■ Task to carry out
Can you update the records below so that every "wildlife tally" becomes "site survey", with nothing else changed?

■ Exercise material
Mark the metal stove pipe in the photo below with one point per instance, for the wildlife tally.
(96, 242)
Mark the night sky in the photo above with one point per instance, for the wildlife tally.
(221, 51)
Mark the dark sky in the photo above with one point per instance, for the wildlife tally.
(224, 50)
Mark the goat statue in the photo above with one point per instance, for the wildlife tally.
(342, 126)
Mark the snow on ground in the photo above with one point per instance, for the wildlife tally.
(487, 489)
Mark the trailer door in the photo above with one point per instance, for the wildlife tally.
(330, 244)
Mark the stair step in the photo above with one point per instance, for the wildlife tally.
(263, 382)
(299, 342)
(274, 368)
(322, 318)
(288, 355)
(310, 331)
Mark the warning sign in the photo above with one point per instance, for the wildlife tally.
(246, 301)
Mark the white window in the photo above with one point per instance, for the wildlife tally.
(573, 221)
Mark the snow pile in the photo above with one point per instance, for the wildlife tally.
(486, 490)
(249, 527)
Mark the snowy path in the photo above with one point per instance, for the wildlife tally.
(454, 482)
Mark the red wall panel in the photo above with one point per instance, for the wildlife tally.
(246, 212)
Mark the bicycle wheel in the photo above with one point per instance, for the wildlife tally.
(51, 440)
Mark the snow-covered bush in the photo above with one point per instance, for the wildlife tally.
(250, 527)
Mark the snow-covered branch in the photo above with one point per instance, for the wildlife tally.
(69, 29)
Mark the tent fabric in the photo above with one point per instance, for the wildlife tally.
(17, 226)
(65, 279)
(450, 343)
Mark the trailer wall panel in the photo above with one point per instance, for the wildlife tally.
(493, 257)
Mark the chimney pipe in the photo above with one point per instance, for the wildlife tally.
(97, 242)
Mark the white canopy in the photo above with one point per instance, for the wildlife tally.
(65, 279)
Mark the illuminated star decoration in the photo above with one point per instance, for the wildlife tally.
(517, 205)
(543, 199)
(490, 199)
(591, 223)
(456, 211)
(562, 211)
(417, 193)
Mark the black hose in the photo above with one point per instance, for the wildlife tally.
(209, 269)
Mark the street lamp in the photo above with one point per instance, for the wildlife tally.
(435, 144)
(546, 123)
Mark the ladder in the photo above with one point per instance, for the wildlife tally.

■ Response to this exercise
Mark the metal stove pipe in the photo below with one point per instance, for the site survey.
(96, 242)
Mark the night sky in the photo above with one point per instance, for the site survey.
(221, 51)
Mark the dark sky in the photo above with one point per instance, for the site survey.
(224, 50)
Mark the goat statue in the photo above with one point per instance, for the site survey.
(342, 126)
Mark the snow on ground in the photo above with one point per instance, for the site survey.
(487, 489)
Mark the trailer door in the photo above with one point per instance, for the site survey.
(330, 244)
Mark the stair step in the photo above with one point per instance, for the site survey.
(263, 382)
(299, 342)
(274, 368)
(322, 318)
(288, 355)
(310, 331)
Mark the warning sign in the photo above with one point per instance, for the site survey.
(246, 301)
Mark the white window in the photo above with one point per instance, for the site survey.
(573, 221)
Mark the snow pile in the photo above with one point per instance, for the site survey.
(486, 490)
(249, 527)
Mark the snowy path in the photo above with one point per instance, for the site survey.
(454, 482)
Mark the red wall panel in the photo above with one point per instance, for the site survey.
(246, 212)
Mark the bicycle wheel in the photo above with one point per instance, for the site survey.
(51, 440)
Mark the snow-covered bush in the photo above with one point per instance, for the site survey.
(250, 527)
Mark the snow-covered branch in the photo above with one point per instance, for the site survey.
(69, 29)
Mark the tent fabric in the photo above with one point per instance, for the site survey.
(17, 226)
(65, 279)
(450, 343)
Mark the trailer wall panel in the photo above with one point per instance, for the site survey.
(493, 257)
Mark the chimney pipe in the photo above with one point per instance, for the site survey.
(97, 242)
Mark the white canopy in the photo above with one point per instance, for the site survey.
(65, 279)
Mark the illuminated star decoration in the photo above with one point per instance, for the site survey.
(517, 205)
(543, 199)
(490, 199)
(591, 223)
(456, 211)
(562, 211)
(417, 193)
Mark the black hose in the photo above with one point per instance, for the site survey.
(209, 269)
Mark the street lamp in the photo above with one point per instance, for the site survey.
(435, 144)
(546, 123)
Mark the ladder in the photo above with one point per instance, for the site survey.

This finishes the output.